**EXERCISE MATERIALS:**
· · · · · · ·
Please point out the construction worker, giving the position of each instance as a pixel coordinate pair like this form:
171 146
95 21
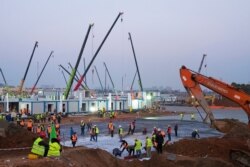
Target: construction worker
195 134
54 148
38 129
74 139
29 125
192 116
138 146
159 140
92 134
96 132
82 127
182 116
169 131
124 145
49 130
22 123
120 132
111 128
176 130
40 147
148 145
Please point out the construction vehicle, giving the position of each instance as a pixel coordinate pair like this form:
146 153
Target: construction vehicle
192 81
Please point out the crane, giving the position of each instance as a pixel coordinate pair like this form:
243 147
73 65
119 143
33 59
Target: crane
33 88
3 77
109 75
192 80
137 68
73 73
99 78
96 53
27 69
202 60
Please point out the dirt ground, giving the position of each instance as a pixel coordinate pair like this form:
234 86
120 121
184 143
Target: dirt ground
185 153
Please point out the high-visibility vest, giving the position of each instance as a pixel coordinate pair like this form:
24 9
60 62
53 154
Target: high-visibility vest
138 145
29 124
57 126
36 148
49 129
38 129
111 126
22 123
149 142
96 130
54 149
120 131
74 138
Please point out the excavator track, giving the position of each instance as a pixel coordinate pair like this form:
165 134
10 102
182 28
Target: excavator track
240 158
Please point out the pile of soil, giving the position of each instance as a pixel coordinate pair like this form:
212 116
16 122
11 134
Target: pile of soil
187 152
236 138
16 136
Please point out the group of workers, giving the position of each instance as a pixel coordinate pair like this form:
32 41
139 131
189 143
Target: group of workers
43 149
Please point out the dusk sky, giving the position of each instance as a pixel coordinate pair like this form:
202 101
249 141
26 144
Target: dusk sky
166 35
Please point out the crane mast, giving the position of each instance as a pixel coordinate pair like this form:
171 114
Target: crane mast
3 77
192 80
96 53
· · · · · · ·
**EXERCISE:** Starting at the line that contains "Please point out the dirt" and ending at the last line of the entries, turn those lines into a numbered list with blank lines left out.

**TASK SOLUTION:**
1. Please point out the dirt ground, giving the position of each instance as a pixel coordinate pair like this form:
2. 234 86
3. 120 121
4. 184 143
5. Target: dirt ground
6. 185 153
7. Please point out the high-visibility vest, giving the position of each instance as a pixel coordinate pair like this form:
8. 24 9
9. 60 62
10. 53 154
11. Target: high-visibility vest
12. 138 145
13. 29 124
14. 57 126
15. 36 148
16. 49 129
17. 38 129
18. 111 126
19. 22 123
20. 149 142
21. 96 130
22. 54 149
23. 120 131
24. 74 138
25. Please point out the excavator track, giving the position of each instance as a pixel coordinate pair like this form:
26. 165 134
27. 10 102
28. 182 28
29. Target: excavator track
30. 240 158
31. Please point out the pile of soil, giving the position of each instance as a pixel coordinate pair like this form:
32. 212 116
33. 16 122
34. 11 134
35. Target: pile of soil
36. 187 152
37. 236 138
38. 16 136
39. Please point out the group of workers, giving the position of each instance as a pixel coordinate pair like this form:
40. 32 41
41. 139 131
42. 189 143
43. Target: group of workers
44. 43 149
45. Please point out the dusk sky, giving the position of each instance as a pixel coordinate pair like this form:
46. 202 101
47. 249 141
48. 26 144
49. Target: dusk sky
50. 166 35
51. Please point out the crane mast, giving the position of each instance as a pixel coordinate pair like this form:
52. 171 114
53. Target: crane mast
54. 3 77
55. 192 80
56. 96 53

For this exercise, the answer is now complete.